------ SUPPLIED MATERIAL

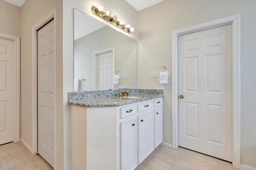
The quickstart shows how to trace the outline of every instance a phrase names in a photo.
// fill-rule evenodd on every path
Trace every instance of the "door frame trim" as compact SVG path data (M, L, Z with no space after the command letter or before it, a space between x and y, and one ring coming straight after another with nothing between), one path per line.
M112 52L112 56L113 59L112 68L113 70L113 74L115 74L115 47L111 47L108 48L107 49L103 49L98 51L94 51L92 53L92 78L93 81L92 81L92 87L93 88L94 90L97 90L97 56L98 55L107 53L110 52ZM95 78L95 76L96 76ZM114 76L114 75L113 75ZM112 84L112 87L114 87L114 85ZM114 89L112 89L114 90Z
M20 141L20 38L0 33L0 37L13 41L13 142Z
M232 27L232 161L240 169L240 14L172 31L172 148L178 147L178 36L228 24Z
M57 168L57 153L56 152L56 53L57 53L57 9L56 7L53 8L45 16L39 20L35 24L32 28L32 148L31 154L36 155L38 153L37 150L37 30L52 18L54 18L54 167Z

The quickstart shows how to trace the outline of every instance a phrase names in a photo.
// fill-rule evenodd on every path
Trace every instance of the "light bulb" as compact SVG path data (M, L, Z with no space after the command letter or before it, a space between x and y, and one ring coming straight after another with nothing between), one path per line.
M100 6L97 8L97 10L98 10L98 11L102 11L103 10L103 7L102 6Z
M130 28L130 27L131 27L131 25L130 24L127 24L124 27L125 28Z
M121 21L119 22L119 24L120 24L120 25L124 25L124 21Z
M111 16L111 12L110 11L107 11L106 12L106 16L109 17L110 16Z
M114 16L113 16L113 20L114 20L114 21L116 21L117 20L117 16L116 15L114 15Z
M134 28L133 27L131 27L131 28L130 29L130 30L131 31L131 32L133 32L134 31Z

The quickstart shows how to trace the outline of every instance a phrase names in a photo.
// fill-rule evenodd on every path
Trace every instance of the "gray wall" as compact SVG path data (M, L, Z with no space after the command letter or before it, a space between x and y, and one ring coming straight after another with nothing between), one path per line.
M20 8L0 0L0 32L20 37Z
M256 1L165 0L139 12L139 88L164 90L164 142L172 143L171 82L150 75L164 65L171 70L172 31L240 13L241 163L256 168L255 9Z

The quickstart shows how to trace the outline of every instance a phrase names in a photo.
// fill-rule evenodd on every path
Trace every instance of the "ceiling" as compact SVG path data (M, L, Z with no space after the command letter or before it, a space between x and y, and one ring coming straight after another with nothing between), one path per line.
M26 0L4 0L8 2L21 7ZM153 6L164 0L125 0L138 11Z
M164 0L125 0L138 11L152 6Z
M16 6L21 7L26 0L4 0L7 2L13 4Z

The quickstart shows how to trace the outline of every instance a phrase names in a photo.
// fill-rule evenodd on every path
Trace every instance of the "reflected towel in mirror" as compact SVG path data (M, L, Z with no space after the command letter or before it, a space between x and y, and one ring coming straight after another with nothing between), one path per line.
M78 79L74 79L74 91L76 92L78 91L79 87L79 80Z
M114 84L118 84L119 83L120 76L118 75L114 75L113 78L113 83Z

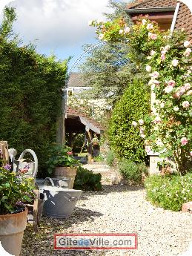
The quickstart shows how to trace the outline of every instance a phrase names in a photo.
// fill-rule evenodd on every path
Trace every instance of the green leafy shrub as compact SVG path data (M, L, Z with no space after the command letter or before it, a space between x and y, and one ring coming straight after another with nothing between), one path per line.
M73 157L71 148L60 144L53 145L50 148L48 157L46 164L49 174L52 174L56 166L73 167L79 164L79 162Z
M144 139L139 129L132 122L142 119L150 109L148 89L142 80L135 80L118 102L109 123L108 137L110 146L119 158L136 163L146 160Z
M79 166L77 168L73 188L85 191L100 191L102 190L101 180L101 174L93 174L93 171Z
M151 175L145 182L147 199L165 209L180 211L184 203L191 201L191 172L185 176Z
M119 164L120 172L131 185L142 185L143 177L148 174L148 168L145 163L137 164L128 159L123 159Z
M106 156L107 164L109 166L113 166L114 163L114 160L115 160L115 153L112 150L108 151Z

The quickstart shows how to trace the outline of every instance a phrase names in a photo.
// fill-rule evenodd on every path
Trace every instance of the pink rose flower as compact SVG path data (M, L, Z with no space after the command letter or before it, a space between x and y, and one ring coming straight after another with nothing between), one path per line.
M182 145L188 144L188 140L186 137L182 137L181 139L181 143Z
M100 35L99 36L99 40L102 40L103 38L104 38L104 34L100 34Z
M148 25L147 25L147 30L152 30L153 27L153 24L150 24L150 23L148 24Z
M149 74L150 76L153 77L153 78L158 78L158 76L159 76L159 73L157 71L154 71L151 73Z
M151 151L150 146L150 145L146 145L146 146L145 146L145 151L146 151L147 153L150 153L150 151Z
M189 45L191 45L189 41L185 41L183 45L186 47L189 47Z
M157 35L156 34L152 34L150 36L151 39L156 40L157 39Z
M146 23L147 23L146 19L142 19L142 24L143 24L143 25L145 25Z
M155 53L156 53L156 51L153 50L150 50L150 56L153 56Z
M176 82L174 80L169 80L168 82L168 85L170 85L170 86L175 86L176 85Z
M184 108L188 108L190 106L190 103L188 100L182 102L182 106Z
M144 124L143 119L139 119L139 120L138 121L138 122L139 122L139 124L140 125L142 125Z
M136 122L135 121L133 121L132 122L132 125L134 126L134 127L136 127L137 122Z
M188 95L188 96L192 95L192 90L189 90L189 91L187 92L186 95Z
M119 35L122 35L122 34L123 33L123 32L124 32L124 30L120 30L119 31Z
M125 33L130 33L130 27L125 27L125 29L124 29L124 32Z
M186 84L184 85L184 87L185 88L185 90L189 90L191 88L191 85L189 82L187 82Z
M176 67L178 65L179 61L176 59L173 59L171 64L173 67Z

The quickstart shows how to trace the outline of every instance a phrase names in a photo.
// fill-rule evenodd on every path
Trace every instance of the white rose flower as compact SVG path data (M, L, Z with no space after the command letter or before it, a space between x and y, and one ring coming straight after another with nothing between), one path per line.
M179 111L179 108L178 107L174 107L173 111Z
M165 88L164 89L164 91L166 93L169 93L172 91L172 90L173 90L173 86L168 85L165 87Z
M144 124L143 119L139 119L139 120L138 121L138 122L139 122L139 124L140 125L142 125Z
M150 72L150 70L151 70L151 67L150 66L150 65L147 65L146 66L146 70L148 71L148 72Z

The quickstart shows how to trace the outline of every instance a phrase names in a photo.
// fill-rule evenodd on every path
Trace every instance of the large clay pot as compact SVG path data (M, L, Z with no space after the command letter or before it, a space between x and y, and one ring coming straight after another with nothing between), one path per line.
M19 256L23 232L27 225L27 209L13 214L0 215L0 240L4 250Z
M69 188L72 189L73 188L73 184L75 181L75 177L76 176L76 167L65 167L65 166L58 166L55 168L54 177L62 178L66 177L70 179L70 184Z

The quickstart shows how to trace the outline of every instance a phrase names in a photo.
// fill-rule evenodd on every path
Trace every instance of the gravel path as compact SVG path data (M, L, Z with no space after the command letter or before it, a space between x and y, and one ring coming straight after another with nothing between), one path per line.
M38 234L28 226L21 256L139 255L173 256L192 241L192 216L155 208L145 200L145 189L104 186L100 192L84 192L67 220L42 217ZM138 249L119 251L54 251L55 233L138 233Z

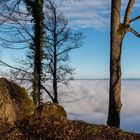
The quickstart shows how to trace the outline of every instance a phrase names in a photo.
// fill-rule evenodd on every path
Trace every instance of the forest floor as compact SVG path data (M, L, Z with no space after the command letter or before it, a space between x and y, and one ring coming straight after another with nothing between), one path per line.
M140 140L140 134L83 121L30 118L2 127L0 140Z

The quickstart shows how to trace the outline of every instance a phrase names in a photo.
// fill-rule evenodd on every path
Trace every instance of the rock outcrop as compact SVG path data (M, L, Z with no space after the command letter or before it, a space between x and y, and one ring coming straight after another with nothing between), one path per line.
M0 78L0 121L14 123L34 113L34 103L25 88Z

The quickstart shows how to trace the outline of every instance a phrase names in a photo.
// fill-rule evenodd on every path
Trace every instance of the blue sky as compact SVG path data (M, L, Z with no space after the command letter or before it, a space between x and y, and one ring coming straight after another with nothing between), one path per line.
M83 47L71 53L76 78L109 78L110 0L80 0L64 4L62 11L71 27L83 32ZM122 1L122 15L127 0ZM135 3L132 17L140 15L140 2ZM140 32L140 22L133 28ZM140 77L140 38L128 33L123 42L122 77Z
M110 0L69 0L60 10L68 18L73 30L83 32L85 37L81 48L71 52L71 66L76 68L75 78L109 78L110 54ZM122 13L127 0L122 1ZM135 3L132 17L140 15L140 1ZM140 32L140 21L133 24ZM24 58L23 50L1 49L0 57L12 63L14 57ZM123 42L122 77L140 78L140 38L128 33Z

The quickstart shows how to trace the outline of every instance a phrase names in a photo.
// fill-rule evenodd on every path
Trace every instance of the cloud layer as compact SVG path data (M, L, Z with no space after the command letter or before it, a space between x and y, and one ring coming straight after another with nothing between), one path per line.
M108 90L108 80L74 80L61 86L60 102L71 119L106 124ZM140 80L122 82L122 104L121 128L140 133Z
M122 0L122 9L127 3L127 0ZM140 1L136 1L136 7L140 7ZM96 29L109 27L110 9L111 0L70 0L61 7L72 27Z

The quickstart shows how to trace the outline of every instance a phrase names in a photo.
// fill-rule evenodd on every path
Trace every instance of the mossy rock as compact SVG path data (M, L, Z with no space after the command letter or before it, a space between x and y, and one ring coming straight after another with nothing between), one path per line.
M45 117L46 119L59 119L66 120L67 113L61 105L47 102L43 105L40 105L35 113L35 116Z
M35 105L25 88L0 78L0 121L14 123L34 113Z

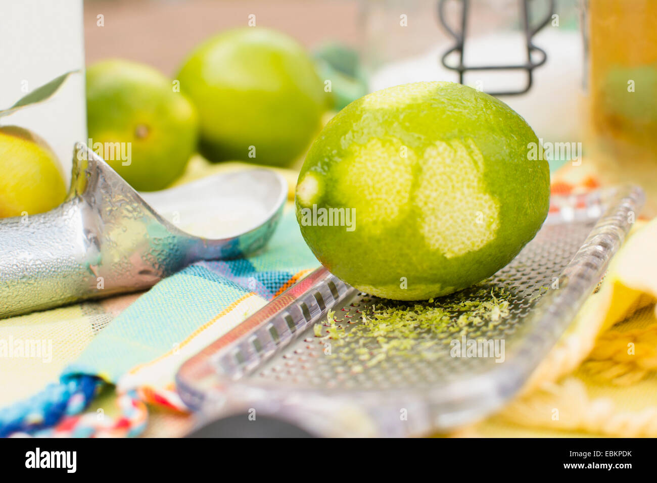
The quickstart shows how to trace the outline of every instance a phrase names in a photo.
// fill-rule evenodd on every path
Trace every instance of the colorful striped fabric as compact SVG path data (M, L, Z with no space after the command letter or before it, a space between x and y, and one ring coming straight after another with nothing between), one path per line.
M173 388L181 363L317 265L288 206L260 252L193 264L139 297L91 340L59 384L0 411L0 434L137 435L146 424L145 401L185 409ZM118 415L80 415L103 382L118 384Z

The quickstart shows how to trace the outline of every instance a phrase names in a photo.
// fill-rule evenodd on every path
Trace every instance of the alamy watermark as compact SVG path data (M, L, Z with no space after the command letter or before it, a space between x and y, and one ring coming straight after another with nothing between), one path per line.
M572 161L574 166L581 164L581 143L544 143L541 138L537 143L529 143L527 149L527 159L530 161Z
M53 361L51 339L0 339L0 358L41 359L45 363Z
M132 143L94 143L89 139L87 145L105 161L121 161L121 164L129 166L132 164ZM87 158L86 151L78 151L78 160Z
M347 231L356 229L356 209L354 208L317 208L301 210L301 224L304 226L346 227Z
M453 357L491 357L495 362L504 362L504 339L453 339L449 342Z

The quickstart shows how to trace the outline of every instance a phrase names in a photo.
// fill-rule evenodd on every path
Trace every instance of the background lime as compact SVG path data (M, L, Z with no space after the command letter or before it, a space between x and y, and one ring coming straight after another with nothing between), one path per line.
M45 142L27 129L0 127L0 218L43 213L66 195L62 168Z
M127 60L103 60L87 70L89 137L103 147L131 143L129 164L118 155L105 160L137 190L166 187L196 150L196 110L174 89L155 69Z
M538 139L510 108L459 84L369 94L308 152L296 198L302 233L325 266L371 294L464 288L508 264L547 214L548 163L528 159L530 143ZM313 205L353 209L353 230L312 225L304 217Z
M177 79L198 110L201 152L214 161L289 166L319 131L327 105L328 94L304 48L260 27L210 39Z

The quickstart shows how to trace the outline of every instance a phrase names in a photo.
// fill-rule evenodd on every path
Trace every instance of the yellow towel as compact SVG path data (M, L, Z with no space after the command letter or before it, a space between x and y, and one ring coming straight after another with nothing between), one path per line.
M637 222L599 290L520 394L455 436L657 436L657 219Z

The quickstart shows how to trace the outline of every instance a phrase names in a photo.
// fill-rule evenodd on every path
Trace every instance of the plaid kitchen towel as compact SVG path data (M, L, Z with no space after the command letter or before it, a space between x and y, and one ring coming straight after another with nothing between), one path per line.
M204 160L193 159L183 177L190 181L204 173L246 166L223 164L211 166ZM286 174L293 184L294 173ZM5 407L0 409L0 436L138 434L146 421L141 398L177 407L175 393L171 393L170 403L168 396L150 396L148 387L154 384L149 381L143 388L119 394L114 411L105 407L92 414L80 413L105 383L116 384L129 370L169 352L176 356L170 365L172 373L158 376L172 379L175 364L183 357L229 330L318 264L301 237L288 202L265 248L248 258L194 264L141 296L121 296L0 321L0 342L5 345L9 339L43 342L43 357L38 360L0 357L4 369L0 380L8 388L0 395L0 407ZM190 334L204 331L204 338L194 344L185 342ZM48 382L45 390L37 392ZM36 396L25 399L35 392Z
M179 365L317 264L286 206L260 252L193 264L140 296L91 340L58 384L0 413L3 435L136 435L145 424L145 402L184 409L171 384ZM118 385L118 415L80 415L104 382ZM58 415L63 419L54 429L39 431Z

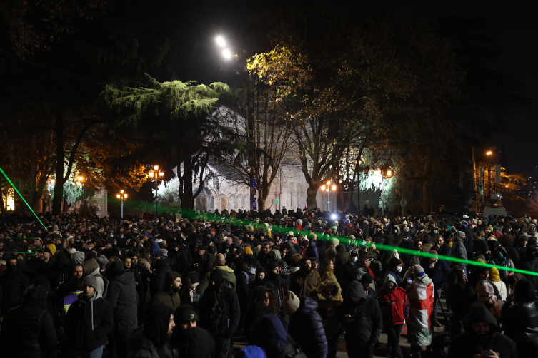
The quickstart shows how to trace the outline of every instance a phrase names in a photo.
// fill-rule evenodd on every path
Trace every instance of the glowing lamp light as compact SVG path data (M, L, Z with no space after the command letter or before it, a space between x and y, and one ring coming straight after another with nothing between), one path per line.
M215 41L216 41L216 44L221 47L224 47L226 46L226 40L224 40L224 38L222 36L217 36L216 39L215 39Z

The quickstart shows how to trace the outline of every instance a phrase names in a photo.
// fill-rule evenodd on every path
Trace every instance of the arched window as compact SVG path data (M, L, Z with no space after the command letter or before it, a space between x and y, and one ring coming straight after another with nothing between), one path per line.
M244 208L244 201L243 200L243 195L237 196L237 210L243 210Z

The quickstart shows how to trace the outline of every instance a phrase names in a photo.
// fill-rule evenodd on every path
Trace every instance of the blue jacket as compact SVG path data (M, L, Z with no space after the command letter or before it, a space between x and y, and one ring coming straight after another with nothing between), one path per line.
M326 358L327 337L317 312L317 302L302 297L299 310L289 317L289 334L308 358Z

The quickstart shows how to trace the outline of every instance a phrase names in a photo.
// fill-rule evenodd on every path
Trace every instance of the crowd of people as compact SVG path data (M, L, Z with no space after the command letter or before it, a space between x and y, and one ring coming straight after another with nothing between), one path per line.
M0 352L538 357L536 219L370 214L0 215Z

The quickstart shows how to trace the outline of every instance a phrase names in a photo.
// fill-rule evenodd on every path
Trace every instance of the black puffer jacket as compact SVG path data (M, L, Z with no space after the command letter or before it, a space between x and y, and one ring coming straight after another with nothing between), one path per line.
M121 261L114 261L112 263L116 262L121 263ZM110 284L106 300L112 306L114 319L123 319L136 317L138 295L134 274L120 270L113 275L109 275L109 280Z
M488 334L479 335L475 333L472 325L477 322L489 323ZM502 358L517 356L515 343L499 332L497 319L485 306L481 305L470 308L464 327L465 333L452 340L447 358L470 358L482 351L489 350L498 352Z
M2 357L56 358L56 329L44 310L46 298L45 287L35 286L21 306L6 314L0 332Z
M323 320L317 312L317 302L302 297L299 310L289 317L289 335L309 358L327 356L327 338Z
M69 306L64 326L74 357L104 344L114 326L112 307L101 294L96 292L89 300L83 295Z
M11 308L22 302L22 294L30 285L28 277L22 273L24 267L22 262L18 262L16 266L8 266L6 273L0 276L0 287L3 292L3 296L0 299L0 313L2 314L5 314Z

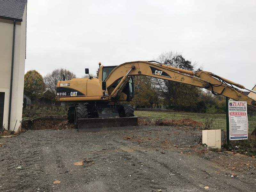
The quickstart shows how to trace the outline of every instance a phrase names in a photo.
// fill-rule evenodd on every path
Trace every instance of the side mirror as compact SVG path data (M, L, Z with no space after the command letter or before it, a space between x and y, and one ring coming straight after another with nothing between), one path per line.
M107 85L106 81L102 82L102 90L104 91L107 90Z

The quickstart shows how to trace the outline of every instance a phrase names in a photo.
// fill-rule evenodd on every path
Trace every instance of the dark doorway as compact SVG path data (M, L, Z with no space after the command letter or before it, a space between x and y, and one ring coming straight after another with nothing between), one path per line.
M4 121L4 92L0 92L0 130L3 127Z

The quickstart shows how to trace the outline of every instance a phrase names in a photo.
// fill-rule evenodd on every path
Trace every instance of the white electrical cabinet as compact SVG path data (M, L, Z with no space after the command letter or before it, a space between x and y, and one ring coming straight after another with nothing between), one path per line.
M202 143L207 147L220 149L221 147L221 132L220 129L204 130L202 133Z

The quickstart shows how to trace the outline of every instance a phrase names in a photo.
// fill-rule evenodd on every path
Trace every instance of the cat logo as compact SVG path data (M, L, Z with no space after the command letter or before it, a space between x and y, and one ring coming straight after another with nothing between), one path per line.
M70 92L70 95L71 97L76 97L77 96L77 92Z
M169 78L172 78L170 76L164 71L161 71L158 69L153 67L151 67L151 66L150 66L149 67L151 69L151 71L152 72L152 74L153 75L162 77L169 77Z
M155 72L155 75L159 75L160 76L161 76L162 75L162 73L163 73L163 71L158 71L158 70L156 70L156 71Z

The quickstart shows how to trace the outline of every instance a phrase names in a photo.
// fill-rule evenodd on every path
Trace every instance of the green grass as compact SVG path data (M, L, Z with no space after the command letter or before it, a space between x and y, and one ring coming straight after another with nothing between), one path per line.
M210 121L213 120L212 129L226 130L226 115L224 114L206 114L196 113L178 113L177 112L135 111L134 115L138 117L145 117L152 119L159 119L166 120L178 120L190 118L197 121L205 124L208 118Z

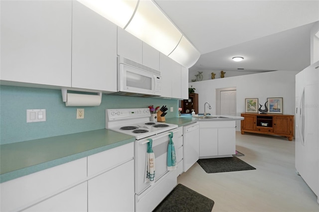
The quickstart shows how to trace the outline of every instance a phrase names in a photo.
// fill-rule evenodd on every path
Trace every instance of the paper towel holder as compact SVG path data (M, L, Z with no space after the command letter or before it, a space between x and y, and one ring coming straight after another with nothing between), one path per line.
M91 106L98 106L101 104L101 102L102 102L102 92L101 91L88 90L82 89L73 89L73 88L62 88L61 89L61 91L62 92L62 99L63 102L65 103L66 106L68 106L67 105L67 100L67 100L68 91L75 91L75 92L85 92L85 93L90 93L90 94L97 94L97 95L92 95L92 96L96 96L97 98L98 98L99 99L99 104L98 104L98 105L96 104L96 105L92 105ZM85 97L85 96L87 96L87 94L79 94L79 95L83 95L83 97ZM90 94L90 95L91 95L91 94ZM81 104L80 104L79 105L76 106L87 106L87 105L81 105Z

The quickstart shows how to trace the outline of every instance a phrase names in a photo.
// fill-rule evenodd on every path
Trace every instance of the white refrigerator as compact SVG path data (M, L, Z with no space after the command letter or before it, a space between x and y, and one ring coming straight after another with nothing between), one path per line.
M295 112L296 169L319 198L319 61L296 75Z

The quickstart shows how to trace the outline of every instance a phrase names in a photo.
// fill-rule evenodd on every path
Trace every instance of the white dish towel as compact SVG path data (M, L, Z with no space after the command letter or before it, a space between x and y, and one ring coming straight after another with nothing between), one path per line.
M154 179L155 179L155 155L152 149L153 140L148 139L148 151L146 153L146 170L145 174L145 181L144 183L150 182L150 185L154 185Z

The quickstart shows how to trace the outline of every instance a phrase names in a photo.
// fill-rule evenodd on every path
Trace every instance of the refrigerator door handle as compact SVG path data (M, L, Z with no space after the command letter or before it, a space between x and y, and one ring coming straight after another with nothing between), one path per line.
M304 127L304 123L302 119L303 118L303 113L304 111L303 111L302 108L302 100L304 98L305 96L305 87L303 88L302 90L301 93L300 94L299 100L298 101L298 107L300 108L300 113L299 114L297 114L296 118L297 122L297 127L298 127L298 131L299 131L299 134L300 135L300 138L301 140L301 143L303 146L305 146L305 140L304 140L304 130L303 130L303 128Z

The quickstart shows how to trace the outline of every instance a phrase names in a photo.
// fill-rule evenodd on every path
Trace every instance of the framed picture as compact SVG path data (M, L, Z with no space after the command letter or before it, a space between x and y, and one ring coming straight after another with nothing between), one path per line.
M245 99L246 112L258 113L258 98Z
M283 113L283 98L267 98L269 113Z

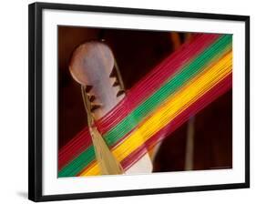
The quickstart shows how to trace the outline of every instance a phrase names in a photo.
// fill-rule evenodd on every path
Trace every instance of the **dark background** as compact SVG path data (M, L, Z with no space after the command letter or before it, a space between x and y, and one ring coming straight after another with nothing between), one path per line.
M189 40L189 34L58 26L58 148L87 125L80 86L68 70L72 52L88 40L111 47L127 89L167 56ZM231 168L232 93L229 91L195 116L193 169ZM184 170L188 123L161 144L154 171Z

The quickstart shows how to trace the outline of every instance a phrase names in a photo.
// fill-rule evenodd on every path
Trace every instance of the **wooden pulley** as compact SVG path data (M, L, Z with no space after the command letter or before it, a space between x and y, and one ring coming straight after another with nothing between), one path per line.
M104 117L125 97L124 84L111 49L98 41L82 44L73 53L69 70L73 78L82 87L88 127L101 174L124 173L120 164L94 126L95 120ZM128 171L151 172L152 164L149 156L146 154Z

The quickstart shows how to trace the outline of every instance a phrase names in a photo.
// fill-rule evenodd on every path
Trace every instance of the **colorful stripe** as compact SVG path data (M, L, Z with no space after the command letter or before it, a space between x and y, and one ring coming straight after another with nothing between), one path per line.
M125 169L170 133L169 124L177 118L185 122L182 118L186 117L179 116L188 109L195 107L191 113L196 114L231 87L231 39L230 35L197 36L144 77L111 113L97 121L107 144ZM203 99L206 96L209 97ZM98 174L89 138L84 129L60 151L59 177Z

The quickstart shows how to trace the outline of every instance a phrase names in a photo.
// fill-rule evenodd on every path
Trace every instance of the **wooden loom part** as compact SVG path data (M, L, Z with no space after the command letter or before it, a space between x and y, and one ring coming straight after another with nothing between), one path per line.
M82 87L88 128L101 174L124 173L94 124L125 97L124 84L112 51L102 42L87 42L75 50L69 70ZM142 166L148 166L148 158L141 159ZM138 167L135 169L138 170ZM149 169L151 172L151 163Z

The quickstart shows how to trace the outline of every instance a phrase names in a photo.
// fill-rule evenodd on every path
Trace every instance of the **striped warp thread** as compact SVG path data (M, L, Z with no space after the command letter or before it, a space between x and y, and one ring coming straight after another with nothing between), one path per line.
M131 89L96 126L129 168L232 87L232 36L197 34ZM87 128L58 152L58 177L99 175Z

------------

Please set out the items as a numbered list, from the start of the items through the line containing "M57 168L57 153L56", with both ends included and blank lines omitted. Leave the pictures out of your answer.

1. The quickstart shows how to trace the outline of every instance a phrase names in a photo.
2. // fill-rule evenodd on every path
3. Trace every instance of the "door frame trim" as compact SVG path data (M, L, Z with no space after the command letter or before it, a space between x and y, and one ring coming straight after another with nothing between), one path per line.
4. M112 52L112 56L113 59L112 68L113 70L113 74L115 74L115 47L111 47L108 48L107 49L103 49L98 51L94 51L92 53L92 78L93 81L92 81L92 87L93 88L94 90L97 90L97 56L98 55L107 53L110 52ZM95 78L95 76L96 76ZM114 76L114 75L113 75ZM112 84L112 87L114 87L114 85ZM114 89L112 89L114 90Z
5. M20 141L20 38L0 33L0 37L13 41L13 142Z
6. M232 27L232 161L240 169L240 14L172 31L172 148L178 147L178 36L228 24Z
7. M57 168L57 153L56 152L56 53L57 53L57 9L56 7L53 8L45 16L39 20L35 24L32 28L32 148L31 154L36 155L38 153L37 150L37 30L52 18L54 18L54 167Z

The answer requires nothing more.